Data entries
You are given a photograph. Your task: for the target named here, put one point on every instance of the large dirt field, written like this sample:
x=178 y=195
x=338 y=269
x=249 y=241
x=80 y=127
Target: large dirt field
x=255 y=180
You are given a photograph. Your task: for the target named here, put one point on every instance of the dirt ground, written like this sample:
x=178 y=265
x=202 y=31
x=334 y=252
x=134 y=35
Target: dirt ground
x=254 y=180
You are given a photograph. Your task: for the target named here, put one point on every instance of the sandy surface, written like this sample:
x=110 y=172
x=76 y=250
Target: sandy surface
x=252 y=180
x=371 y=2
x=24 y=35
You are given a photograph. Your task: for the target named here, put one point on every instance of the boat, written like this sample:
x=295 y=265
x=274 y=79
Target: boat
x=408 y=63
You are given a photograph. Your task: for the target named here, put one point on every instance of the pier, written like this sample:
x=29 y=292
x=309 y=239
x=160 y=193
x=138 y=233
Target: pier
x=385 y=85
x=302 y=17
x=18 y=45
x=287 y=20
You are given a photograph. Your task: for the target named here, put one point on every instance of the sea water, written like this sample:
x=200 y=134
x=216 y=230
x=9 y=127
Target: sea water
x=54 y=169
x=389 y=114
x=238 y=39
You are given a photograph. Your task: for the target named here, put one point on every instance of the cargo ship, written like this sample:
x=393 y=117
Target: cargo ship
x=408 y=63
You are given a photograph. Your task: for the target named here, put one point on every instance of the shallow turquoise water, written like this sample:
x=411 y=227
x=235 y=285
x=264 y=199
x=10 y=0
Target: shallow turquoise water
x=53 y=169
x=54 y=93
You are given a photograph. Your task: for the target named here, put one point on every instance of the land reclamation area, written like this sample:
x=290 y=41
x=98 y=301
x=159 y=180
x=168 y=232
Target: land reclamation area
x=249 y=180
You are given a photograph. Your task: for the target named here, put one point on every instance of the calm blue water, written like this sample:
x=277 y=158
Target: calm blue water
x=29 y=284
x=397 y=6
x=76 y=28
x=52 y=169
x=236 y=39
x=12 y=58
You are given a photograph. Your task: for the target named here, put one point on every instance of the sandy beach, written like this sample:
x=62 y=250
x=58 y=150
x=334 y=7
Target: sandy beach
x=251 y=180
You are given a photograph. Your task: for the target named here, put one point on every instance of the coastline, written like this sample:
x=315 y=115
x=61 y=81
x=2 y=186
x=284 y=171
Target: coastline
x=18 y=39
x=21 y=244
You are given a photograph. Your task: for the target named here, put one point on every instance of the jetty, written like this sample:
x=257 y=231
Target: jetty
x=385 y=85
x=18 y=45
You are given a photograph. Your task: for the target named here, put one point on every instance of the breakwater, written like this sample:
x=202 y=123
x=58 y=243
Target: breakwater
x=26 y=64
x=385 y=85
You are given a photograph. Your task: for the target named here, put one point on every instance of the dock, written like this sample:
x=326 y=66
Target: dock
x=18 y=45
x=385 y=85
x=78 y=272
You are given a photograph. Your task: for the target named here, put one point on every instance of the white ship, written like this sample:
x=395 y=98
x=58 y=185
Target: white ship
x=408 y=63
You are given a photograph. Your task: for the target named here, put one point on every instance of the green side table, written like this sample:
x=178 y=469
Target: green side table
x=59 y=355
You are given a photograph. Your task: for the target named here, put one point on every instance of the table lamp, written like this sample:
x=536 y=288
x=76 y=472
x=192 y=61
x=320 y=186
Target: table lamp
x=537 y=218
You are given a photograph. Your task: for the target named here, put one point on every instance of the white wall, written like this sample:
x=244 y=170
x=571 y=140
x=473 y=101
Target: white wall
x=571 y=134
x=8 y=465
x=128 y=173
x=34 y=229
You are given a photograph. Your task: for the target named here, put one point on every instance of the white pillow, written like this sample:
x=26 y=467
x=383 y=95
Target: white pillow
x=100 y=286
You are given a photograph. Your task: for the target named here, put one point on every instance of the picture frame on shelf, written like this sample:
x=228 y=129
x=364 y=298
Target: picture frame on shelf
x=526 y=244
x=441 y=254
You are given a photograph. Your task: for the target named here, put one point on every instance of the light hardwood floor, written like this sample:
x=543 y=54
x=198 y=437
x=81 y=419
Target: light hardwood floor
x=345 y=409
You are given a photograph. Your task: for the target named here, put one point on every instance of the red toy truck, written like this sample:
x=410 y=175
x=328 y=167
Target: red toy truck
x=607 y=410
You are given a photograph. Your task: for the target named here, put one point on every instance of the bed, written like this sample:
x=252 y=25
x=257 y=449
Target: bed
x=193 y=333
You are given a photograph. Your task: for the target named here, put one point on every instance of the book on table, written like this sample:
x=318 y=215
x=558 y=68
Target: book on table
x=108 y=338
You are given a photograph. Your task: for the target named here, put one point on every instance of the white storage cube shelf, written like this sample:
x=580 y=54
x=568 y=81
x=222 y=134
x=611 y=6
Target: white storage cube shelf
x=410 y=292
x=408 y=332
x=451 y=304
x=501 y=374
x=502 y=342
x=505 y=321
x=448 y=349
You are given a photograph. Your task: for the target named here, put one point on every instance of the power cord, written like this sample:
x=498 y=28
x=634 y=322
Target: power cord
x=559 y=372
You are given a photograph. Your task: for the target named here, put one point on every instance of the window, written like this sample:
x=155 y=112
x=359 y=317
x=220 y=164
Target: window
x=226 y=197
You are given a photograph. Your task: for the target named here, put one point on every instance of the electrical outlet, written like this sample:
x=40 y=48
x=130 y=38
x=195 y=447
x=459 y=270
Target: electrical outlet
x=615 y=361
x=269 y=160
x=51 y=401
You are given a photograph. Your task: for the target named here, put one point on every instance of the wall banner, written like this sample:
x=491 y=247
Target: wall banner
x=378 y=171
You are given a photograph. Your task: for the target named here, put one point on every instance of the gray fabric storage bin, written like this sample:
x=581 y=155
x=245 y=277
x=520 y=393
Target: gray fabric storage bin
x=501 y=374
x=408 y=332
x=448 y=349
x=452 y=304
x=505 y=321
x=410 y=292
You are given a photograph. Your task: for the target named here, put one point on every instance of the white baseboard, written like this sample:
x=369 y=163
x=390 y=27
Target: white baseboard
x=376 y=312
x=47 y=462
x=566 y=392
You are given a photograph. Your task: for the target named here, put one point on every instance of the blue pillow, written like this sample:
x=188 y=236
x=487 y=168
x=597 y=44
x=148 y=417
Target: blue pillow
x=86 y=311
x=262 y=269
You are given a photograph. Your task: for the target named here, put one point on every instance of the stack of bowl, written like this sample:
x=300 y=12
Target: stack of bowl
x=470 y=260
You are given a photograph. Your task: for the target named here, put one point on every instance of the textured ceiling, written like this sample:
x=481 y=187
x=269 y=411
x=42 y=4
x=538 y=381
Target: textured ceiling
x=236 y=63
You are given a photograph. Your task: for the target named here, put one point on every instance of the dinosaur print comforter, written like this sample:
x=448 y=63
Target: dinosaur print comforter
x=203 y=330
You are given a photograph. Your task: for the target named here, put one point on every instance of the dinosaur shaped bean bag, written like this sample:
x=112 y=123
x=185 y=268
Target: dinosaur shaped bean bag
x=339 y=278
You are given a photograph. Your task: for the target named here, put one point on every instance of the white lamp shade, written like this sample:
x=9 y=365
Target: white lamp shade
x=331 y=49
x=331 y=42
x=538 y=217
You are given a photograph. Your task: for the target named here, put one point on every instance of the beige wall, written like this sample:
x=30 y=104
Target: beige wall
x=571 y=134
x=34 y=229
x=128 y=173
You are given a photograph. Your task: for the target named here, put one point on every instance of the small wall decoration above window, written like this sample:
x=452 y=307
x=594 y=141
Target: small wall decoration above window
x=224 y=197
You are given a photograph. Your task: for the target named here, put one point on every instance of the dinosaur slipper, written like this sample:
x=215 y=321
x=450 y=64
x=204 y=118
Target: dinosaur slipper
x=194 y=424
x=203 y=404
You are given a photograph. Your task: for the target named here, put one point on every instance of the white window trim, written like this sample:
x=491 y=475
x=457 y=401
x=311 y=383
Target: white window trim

◆ Problem statement ◆
Print again the material above, limited to the lines from the one holding "dinosaur slipper, written" through the last, inclusive.

◆ Response to this exercise ◆
You are given a photograph. Your task: for the target named here, put one point on every instance of the dinosaur slipper, written like this sample:
x=215 y=321
x=450 y=64
x=204 y=118
Target: dinosaur slipper
x=194 y=424
x=203 y=404
You are given a photograph. Your task: for the target named here, put one point on every instance of the white window trim, written like this sample:
x=491 y=475
x=457 y=401
x=311 y=383
Target: white window trim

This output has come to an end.